→ SOURCE MATERIAL:
Content starts
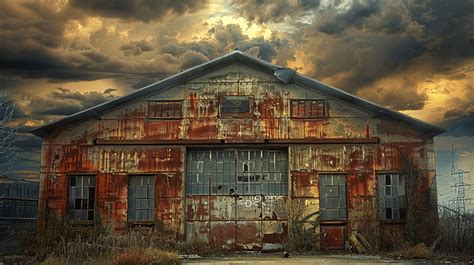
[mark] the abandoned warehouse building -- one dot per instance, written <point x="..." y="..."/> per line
<point x="242" y="154"/>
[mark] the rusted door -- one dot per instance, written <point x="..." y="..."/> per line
<point x="236" y="198"/>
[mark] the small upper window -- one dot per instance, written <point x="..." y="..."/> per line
Content ends
→ ASSIGNMENT: If an entry above holds a picture, omit the picture but retype everything else exactly.

→ ANSWER SPACE:
[mark] the abandoned warehouse building -- one dot per instance, written <point x="..." y="..."/> per line
<point x="242" y="154"/>
[mark] the rusted door -- one dot per instance, written <point x="..." y="..."/> per line
<point x="236" y="198"/>
[mark] the small upper window -- one dot per instance, written <point x="..." y="..."/> per line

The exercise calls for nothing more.